Input data: Begin
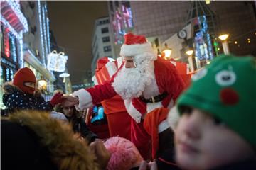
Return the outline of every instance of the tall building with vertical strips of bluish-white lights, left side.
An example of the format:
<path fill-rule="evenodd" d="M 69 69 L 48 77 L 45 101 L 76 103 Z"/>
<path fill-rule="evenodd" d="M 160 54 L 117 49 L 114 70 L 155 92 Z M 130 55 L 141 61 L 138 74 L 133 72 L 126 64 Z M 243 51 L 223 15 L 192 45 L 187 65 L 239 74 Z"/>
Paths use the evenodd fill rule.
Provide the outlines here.
<path fill-rule="evenodd" d="M 46 100 L 53 96 L 55 76 L 47 69 L 47 55 L 50 53 L 50 30 L 46 1 L 20 1 L 21 10 L 29 23 L 28 33 L 23 34 L 24 67 L 29 67 L 36 79 L 45 80 L 42 89 Z"/>

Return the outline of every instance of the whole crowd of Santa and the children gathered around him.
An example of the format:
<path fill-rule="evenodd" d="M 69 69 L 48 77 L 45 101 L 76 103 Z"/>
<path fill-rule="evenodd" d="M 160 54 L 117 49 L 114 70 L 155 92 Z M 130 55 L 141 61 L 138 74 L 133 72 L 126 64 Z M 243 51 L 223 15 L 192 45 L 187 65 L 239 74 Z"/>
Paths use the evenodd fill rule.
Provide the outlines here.
<path fill-rule="evenodd" d="M 3 85 L 1 168 L 256 169 L 254 57 L 215 57 L 185 89 L 144 36 L 124 40 L 124 62 L 104 84 L 44 101 L 22 68 Z M 131 139 L 99 139 L 80 112 L 117 94 L 132 117 Z"/>

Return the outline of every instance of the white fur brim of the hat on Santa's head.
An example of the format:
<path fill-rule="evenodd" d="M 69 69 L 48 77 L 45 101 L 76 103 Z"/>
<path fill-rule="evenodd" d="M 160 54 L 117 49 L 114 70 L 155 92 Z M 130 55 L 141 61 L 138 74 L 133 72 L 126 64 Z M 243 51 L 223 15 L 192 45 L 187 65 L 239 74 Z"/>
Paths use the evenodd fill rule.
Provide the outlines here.
<path fill-rule="evenodd" d="M 142 55 L 143 53 L 151 53 L 152 56 L 148 56 L 151 61 L 157 59 L 156 52 L 154 52 L 150 42 L 144 44 L 134 44 L 134 45 L 122 45 L 120 55 L 121 56 L 134 56 L 134 60 L 137 60 L 137 55 Z M 143 56 L 147 57 L 147 56 Z M 139 61 L 142 61 L 141 59 Z"/>

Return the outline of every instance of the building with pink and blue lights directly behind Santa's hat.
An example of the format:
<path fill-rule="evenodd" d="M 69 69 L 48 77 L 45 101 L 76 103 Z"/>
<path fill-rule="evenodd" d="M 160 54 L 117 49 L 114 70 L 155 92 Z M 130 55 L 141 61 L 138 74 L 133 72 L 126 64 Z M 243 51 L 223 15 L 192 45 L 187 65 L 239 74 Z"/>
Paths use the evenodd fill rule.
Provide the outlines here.
<path fill-rule="evenodd" d="M 134 23 L 130 3 L 132 1 L 107 1 L 114 59 L 119 57 L 120 47 L 124 43 L 124 35 L 133 30 Z"/>

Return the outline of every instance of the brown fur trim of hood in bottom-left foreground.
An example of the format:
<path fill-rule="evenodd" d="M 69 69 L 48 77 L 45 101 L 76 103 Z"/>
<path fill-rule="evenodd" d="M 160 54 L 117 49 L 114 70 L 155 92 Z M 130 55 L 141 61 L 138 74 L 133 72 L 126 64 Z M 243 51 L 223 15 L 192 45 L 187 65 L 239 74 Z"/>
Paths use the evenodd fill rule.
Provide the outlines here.
<path fill-rule="evenodd" d="M 69 124 L 40 111 L 18 111 L 7 120 L 24 125 L 36 133 L 58 169 L 98 169 L 95 155 L 84 140 L 78 140 Z"/>

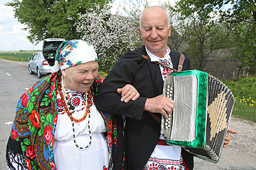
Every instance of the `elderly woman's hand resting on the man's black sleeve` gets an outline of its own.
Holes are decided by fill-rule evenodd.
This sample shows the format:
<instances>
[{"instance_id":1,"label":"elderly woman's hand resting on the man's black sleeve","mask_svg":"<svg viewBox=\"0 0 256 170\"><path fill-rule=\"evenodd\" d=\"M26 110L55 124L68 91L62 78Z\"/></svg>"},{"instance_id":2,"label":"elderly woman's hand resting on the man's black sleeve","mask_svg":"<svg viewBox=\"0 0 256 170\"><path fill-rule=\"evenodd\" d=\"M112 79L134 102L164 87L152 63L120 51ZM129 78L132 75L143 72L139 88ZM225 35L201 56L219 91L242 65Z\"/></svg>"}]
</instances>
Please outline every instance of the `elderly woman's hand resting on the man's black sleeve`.
<instances>
[{"instance_id":1,"label":"elderly woman's hand resting on the man's black sleeve","mask_svg":"<svg viewBox=\"0 0 256 170\"><path fill-rule=\"evenodd\" d=\"M122 96L121 102L127 103L131 99L136 100L137 98L139 98L138 91L130 84L126 84L123 88L117 89L117 92Z\"/></svg>"}]
</instances>

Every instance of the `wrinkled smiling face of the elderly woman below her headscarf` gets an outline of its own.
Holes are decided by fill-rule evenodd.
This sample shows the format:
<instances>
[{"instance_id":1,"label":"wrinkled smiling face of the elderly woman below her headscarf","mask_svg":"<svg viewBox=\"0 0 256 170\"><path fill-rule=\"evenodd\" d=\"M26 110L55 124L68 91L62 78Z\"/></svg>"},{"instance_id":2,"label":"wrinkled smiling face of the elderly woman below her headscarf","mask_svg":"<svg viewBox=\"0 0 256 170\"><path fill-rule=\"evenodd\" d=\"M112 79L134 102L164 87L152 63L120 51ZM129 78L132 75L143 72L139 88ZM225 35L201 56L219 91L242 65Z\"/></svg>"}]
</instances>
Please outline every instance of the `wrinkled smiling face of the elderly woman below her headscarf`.
<instances>
[{"instance_id":1,"label":"wrinkled smiling face of the elderly woman below her headscarf","mask_svg":"<svg viewBox=\"0 0 256 170\"><path fill-rule=\"evenodd\" d=\"M62 70L66 89L79 92L87 92L98 75L97 61L89 61L83 64Z\"/></svg>"}]
</instances>

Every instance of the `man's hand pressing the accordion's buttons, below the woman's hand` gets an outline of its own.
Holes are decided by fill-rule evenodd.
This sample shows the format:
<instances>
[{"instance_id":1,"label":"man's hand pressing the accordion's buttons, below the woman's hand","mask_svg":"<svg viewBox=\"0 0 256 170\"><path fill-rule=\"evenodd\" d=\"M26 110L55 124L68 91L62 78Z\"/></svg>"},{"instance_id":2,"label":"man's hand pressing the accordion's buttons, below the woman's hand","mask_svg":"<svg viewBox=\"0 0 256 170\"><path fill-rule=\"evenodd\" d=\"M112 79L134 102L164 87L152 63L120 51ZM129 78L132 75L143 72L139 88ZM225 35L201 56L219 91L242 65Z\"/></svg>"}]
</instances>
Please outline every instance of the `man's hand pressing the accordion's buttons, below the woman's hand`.
<instances>
[{"instance_id":1,"label":"man's hand pressing the accordion's buttons, below the woman's hand","mask_svg":"<svg viewBox=\"0 0 256 170\"><path fill-rule=\"evenodd\" d=\"M174 101L166 96L159 95L154 98L147 98L144 110L151 113L160 113L164 118L168 118L168 115L174 108Z\"/></svg>"}]
</instances>

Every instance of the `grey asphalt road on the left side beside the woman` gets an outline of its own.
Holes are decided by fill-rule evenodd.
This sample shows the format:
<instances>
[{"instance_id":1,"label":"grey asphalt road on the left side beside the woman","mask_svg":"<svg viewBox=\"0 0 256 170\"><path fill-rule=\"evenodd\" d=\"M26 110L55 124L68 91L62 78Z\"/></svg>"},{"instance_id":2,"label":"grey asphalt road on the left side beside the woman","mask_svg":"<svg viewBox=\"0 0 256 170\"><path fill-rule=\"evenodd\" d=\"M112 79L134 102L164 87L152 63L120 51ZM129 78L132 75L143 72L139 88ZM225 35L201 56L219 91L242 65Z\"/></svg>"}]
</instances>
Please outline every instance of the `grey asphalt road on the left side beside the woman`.
<instances>
[{"instance_id":1,"label":"grey asphalt road on the left side beside the woman","mask_svg":"<svg viewBox=\"0 0 256 170\"><path fill-rule=\"evenodd\" d=\"M0 169L7 169L5 148L13 122L18 99L31 87L38 77L30 75L27 62L13 62L0 59Z\"/></svg>"}]
</instances>

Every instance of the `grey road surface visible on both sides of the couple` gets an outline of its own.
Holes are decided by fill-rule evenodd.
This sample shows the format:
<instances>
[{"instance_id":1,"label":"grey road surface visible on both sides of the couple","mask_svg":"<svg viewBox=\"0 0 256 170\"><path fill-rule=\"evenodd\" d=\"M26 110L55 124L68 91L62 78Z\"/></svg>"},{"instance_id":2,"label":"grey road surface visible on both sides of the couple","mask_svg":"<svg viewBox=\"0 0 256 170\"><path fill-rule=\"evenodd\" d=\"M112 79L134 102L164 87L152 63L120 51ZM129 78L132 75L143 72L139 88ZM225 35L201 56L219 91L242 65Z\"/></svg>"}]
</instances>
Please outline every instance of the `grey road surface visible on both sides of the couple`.
<instances>
[{"instance_id":1,"label":"grey road surface visible on both sides of the couple","mask_svg":"<svg viewBox=\"0 0 256 170\"><path fill-rule=\"evenodd\" d=\"M38 78L28 73L27 62L0 59L0 169L7 169L5 147L11 130L17 100ZM228 148L223 149L220 161L215 164L195 158L195 170L256 170L256 123L232 118L230 127L238 131L232 135Z\"/></svg>"}]
</instances>

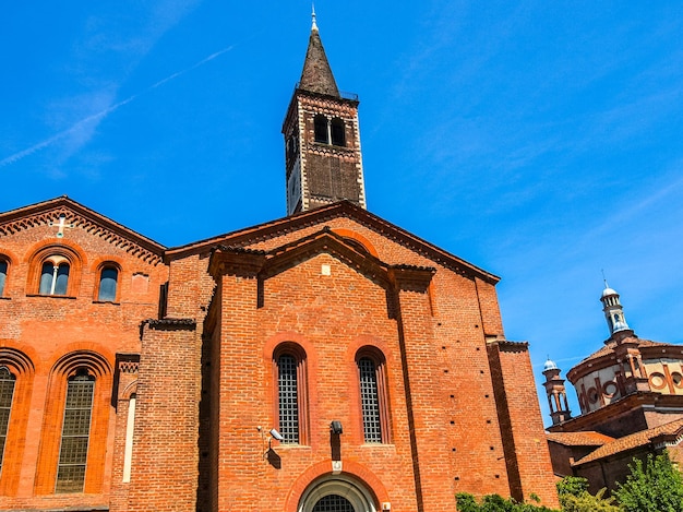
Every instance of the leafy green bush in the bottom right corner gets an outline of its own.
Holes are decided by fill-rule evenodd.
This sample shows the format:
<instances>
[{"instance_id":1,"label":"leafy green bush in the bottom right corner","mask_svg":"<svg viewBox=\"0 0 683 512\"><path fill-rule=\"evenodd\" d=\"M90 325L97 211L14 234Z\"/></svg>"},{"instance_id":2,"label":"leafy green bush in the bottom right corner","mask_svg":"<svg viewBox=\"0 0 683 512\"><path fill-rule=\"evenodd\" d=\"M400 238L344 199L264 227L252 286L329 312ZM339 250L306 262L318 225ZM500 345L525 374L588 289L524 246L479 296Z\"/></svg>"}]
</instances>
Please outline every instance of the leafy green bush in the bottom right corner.
<instances>
[{"instance_id":1,"label":"leafy green bush in the bottom right corner","mask_svg":"<svg viewBox=\"0 0 683 512\"><path fill-rule=\"evenodd\" d=\"M616 484L615 496L624 512L683 512L683 478L669 453L634 459L626 481Z\"/></svg>"}]
</instances>

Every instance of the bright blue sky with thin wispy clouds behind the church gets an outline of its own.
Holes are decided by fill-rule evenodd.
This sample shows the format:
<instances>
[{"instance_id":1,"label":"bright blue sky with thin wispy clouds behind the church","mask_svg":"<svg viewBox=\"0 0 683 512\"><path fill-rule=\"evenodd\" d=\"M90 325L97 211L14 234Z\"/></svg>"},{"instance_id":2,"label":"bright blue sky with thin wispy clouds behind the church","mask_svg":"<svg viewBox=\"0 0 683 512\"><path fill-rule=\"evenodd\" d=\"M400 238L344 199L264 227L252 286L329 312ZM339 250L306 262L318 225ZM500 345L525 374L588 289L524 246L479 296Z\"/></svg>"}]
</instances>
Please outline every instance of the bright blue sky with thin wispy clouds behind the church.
Input data: End
Exercise brief: What is needed is a count of the lines in the data that contain the word "Return"; please give it and no other words.

Written answer: 5